What you will do: Turn every line of the records below into a JSON list of strings, one string per line, and drop any blank lines. Leave the pictures out.

Given information:

--- START ---

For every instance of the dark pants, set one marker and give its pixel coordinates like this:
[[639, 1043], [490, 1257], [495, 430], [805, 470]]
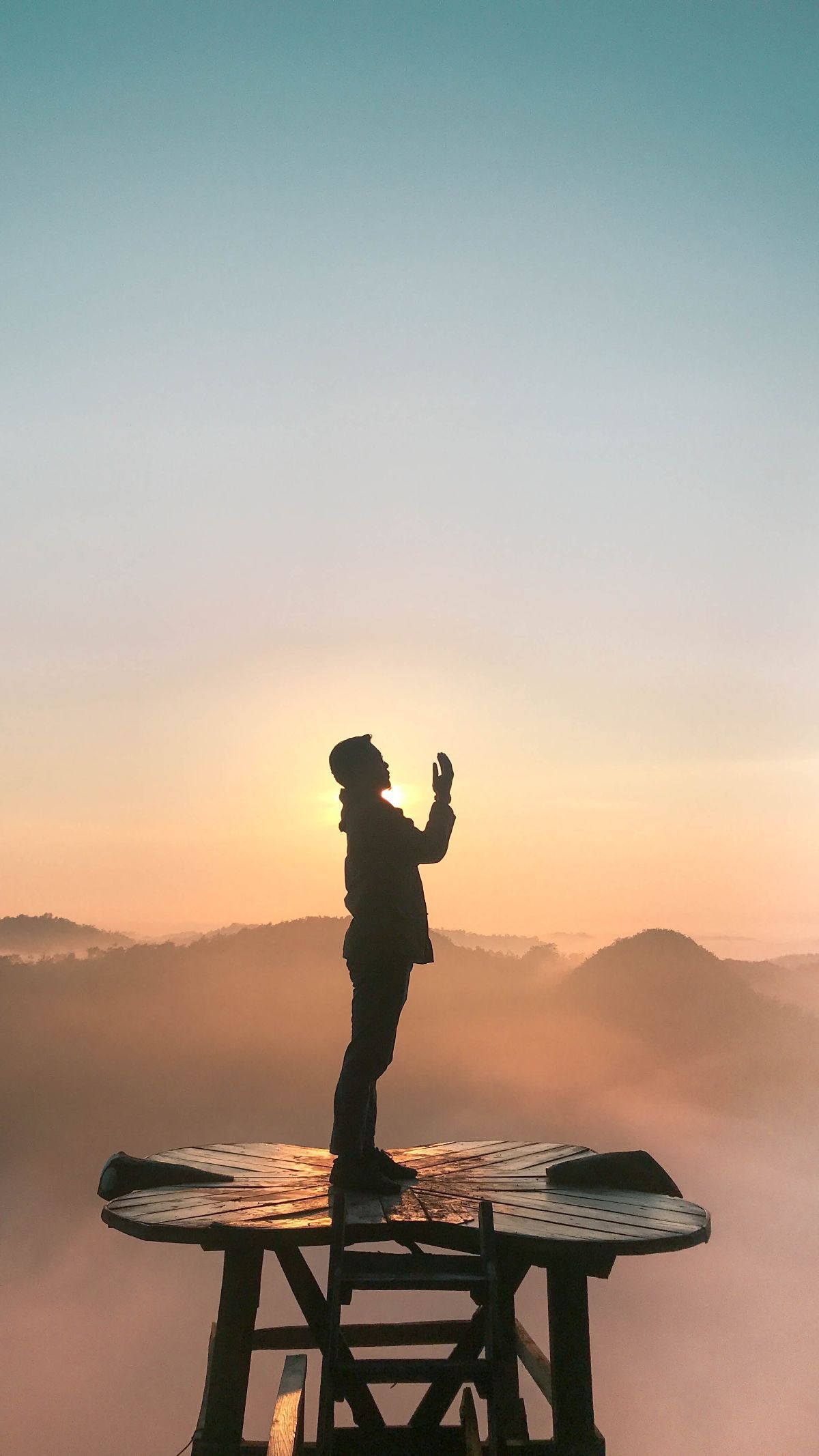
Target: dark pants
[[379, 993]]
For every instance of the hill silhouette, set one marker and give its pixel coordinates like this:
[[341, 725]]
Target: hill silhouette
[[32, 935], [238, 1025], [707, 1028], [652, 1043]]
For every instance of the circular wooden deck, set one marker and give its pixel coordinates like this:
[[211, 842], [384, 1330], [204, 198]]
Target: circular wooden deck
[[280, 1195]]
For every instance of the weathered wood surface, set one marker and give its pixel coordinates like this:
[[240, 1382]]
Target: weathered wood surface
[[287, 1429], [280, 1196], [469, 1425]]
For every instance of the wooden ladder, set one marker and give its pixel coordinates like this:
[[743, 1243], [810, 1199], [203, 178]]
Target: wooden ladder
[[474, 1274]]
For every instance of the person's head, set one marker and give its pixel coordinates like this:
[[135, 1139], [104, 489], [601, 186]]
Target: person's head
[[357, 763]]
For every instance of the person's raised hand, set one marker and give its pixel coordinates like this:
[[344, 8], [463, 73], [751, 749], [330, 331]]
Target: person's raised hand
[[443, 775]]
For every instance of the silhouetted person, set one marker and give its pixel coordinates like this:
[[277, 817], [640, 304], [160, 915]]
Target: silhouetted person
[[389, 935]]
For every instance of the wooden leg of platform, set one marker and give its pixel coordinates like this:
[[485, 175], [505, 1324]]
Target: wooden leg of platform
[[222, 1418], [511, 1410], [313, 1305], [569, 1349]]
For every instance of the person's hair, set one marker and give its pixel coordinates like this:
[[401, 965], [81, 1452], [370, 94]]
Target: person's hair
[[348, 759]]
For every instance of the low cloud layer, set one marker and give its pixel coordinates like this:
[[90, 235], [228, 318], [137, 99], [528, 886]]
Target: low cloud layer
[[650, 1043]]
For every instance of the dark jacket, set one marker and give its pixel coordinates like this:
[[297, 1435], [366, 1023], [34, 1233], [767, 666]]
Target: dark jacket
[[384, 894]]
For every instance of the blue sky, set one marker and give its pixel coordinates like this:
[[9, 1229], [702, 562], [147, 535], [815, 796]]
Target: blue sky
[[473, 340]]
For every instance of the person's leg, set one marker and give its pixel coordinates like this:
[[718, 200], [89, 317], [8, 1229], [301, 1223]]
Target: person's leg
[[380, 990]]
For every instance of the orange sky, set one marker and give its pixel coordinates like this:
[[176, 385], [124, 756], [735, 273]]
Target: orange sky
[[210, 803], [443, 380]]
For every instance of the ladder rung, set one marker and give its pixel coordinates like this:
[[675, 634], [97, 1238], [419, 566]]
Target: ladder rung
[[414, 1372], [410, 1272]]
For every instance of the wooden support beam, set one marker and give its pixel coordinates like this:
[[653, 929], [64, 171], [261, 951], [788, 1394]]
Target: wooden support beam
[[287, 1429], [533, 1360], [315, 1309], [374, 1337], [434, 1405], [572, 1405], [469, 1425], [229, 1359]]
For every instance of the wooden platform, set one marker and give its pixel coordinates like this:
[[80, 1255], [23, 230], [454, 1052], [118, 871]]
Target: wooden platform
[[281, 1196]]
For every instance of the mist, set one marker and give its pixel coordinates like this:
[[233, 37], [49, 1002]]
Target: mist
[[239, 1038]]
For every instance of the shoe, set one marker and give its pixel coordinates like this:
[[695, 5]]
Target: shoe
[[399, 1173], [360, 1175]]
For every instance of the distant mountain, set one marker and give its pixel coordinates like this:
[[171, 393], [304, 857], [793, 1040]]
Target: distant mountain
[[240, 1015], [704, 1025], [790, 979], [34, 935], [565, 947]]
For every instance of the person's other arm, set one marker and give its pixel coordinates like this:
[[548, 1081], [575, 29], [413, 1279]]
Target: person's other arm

--- END ---

Solution to the problem:
[
  "For every instance of the dark pants, set one marker and give its pixel coordinates like this:",
  "[[639, 1043], [490, 1257], [495, 430], [805, 470]]",
  "Target: dark pants",
  "[[379, 993]]",
  "For every instance of the hill silhouette, set one marker and give its pixel coordinates like this:",
  "[[341, 725]]",
  "Target: hill silhouette",
  "[[32, 935], [238, 1025], [707, 1028], [652, 1043]]",
  "For every instance of the circular wooden deck, set one marker and give its pixel coordinates like this:",
  "[[211, 842], [384, 1330], [204, 198]]",
  "Target: circular wooden deck",
  "[[280, 1195]]",
  "For every instance of the weathered wood surface, set one marker and give its pixel coordinates like this:",
  "[[240, 1382]]",
  "Target: weathered wood surface",
  "[[287, 1429], [280, 1196], [469, 1425]]",
  "For every instance of the wooden ladder, set one marker and give its pixel coordinates like this:",
  "[[743, 1243], [810, 1199], [203, 178]]",
  "Target: wooden ladder",
  "[[474, 1274]]",
  "For every instance of the person's head, set one marker and give its pixel coordinates like this:",
  "[[135, 1139], [104, 489], [601, 186]]",
  "Target: person's head",
  "[[357, 763]]",
  "For every instance of the person's raised hand, set one marker and give its pixel coordinates like this:",
  "[[344, 8], [463, 73], [751, 749], [330, 331]]",
  "Target: person's raised hand",
  "[[443, 775]]",
  "For every instance of the silhouetted person, set one marker and give its pixel coordinates like this:",
  "[[277, 817], [640, 304], [160, 915]]",
  "Target: silhouetted person",
  "[[389, 935]]",
  "For every instance of the wooden leg of platform, set one marker and give its pixel coordinates like this:",
  "[[485, 175], [505, 1324]]",
  "Target: wooden leg of platform",
  "[[222, 1418], [511, 1410], [313, 1305], [569, 1349]]",
  "For every instance of the person's hair, set one marker and give its pixel coordinates like this:",
  "[[401, 965], [81, 1452], [370, 94]]",
  "Target: person's hair",
  "[[348, 759]]",
  "For every instance of the low cloud layer, set one marker and give its pixel coordinates like this:",
  "[[90, 235], [228, 318], [137, 99], [528, 886]]",
  "Target: low cloud layer",
  "[[650, 1043]]",
  "For every instance of the dark jacket, set one marker and give its pixel coordinates like this:",
  "[[297, 1435], [366, 1023], [34, 1233], [767, 666]]",
  "Target: dark jacket",
  "[[384, 894]]",
  "For every instance of the blue sky, set one marker and give its pixel coordinates like this:",
  "[[9, 1229], [702, 562], [147, 535], [815, 796]]",
  "Target: blue sky",
  "[[473, 340]]",
  "For every instance of the person's leg, set one marker and give its pixel coordinates like this:",
  "[[718, 200], [89, 317], [8, 1229], [301, 1223]]",
  "Target: person's leg",
  "[[380, 990]]",
  "For every instance of the orange sky, set one marker and give its pixel coordinates like this:",
  "[[176, 385], [124, 756], [735, 273]]",
  "Target: orange sky",
  "[[210, 803], [443, 380]]",
  "For every instance of the ladder rung, set one marker and give its pixel coordinates like this:",
  "[[675, 634], [97, 1238], [419, 566]]",
  "Target: ladder rung",
  "[[414, 1372], [410, 1272]]",
  "For every instance of the wooden support beam, set one marker and give its pixel coordinates like this:",
  "[[653, 929], [64, 171], [261, 951], [788, 1394]]",
  "Target: wooden support beam",
  "[[287, 1429], [533, 1360], [315, 1309], [374, 1337], [434, 1405], [572, 1405], [469, 1425], [229, 1359]]",
  "For every instance of the wooden platform, set one marker and give its pixel coordinates like this:",
  "[[80, 1255], [23, 230], [454, 1052], [118, 871]]",
  "Target: wooden platform",
  "[[281, 1196]]",
  "For every instance of the mist, set one marker and give its pixel coordinates like this:",
  "[[233, 37], [49, 1002]]",
  "Target: mist",
  "[[239, 1038]]",
  "For every instance of the shoe, set one marker and give its pixel coordinates like this:",
  "[[695, 5]]",
  "Target: shoe",
  "[[399, 1173], [360, 1175]]",
  "For every instance of the distant mountain, set one marker and give its pixel coordinates like this:",
  "[[171, 393], [304, 857], [793, 1040]]",
  "Target: distant mountain",
  "[[240, 1015], [704, 1025], [790, 979], [34, 935], [565, 947]]",
  "For every instance of the person's other arm, set one marker and give its pixel coordinates like this:",
  "[[548, 1081], [575, 29], [413, 1279]]",
  "Target: person's other arm"
]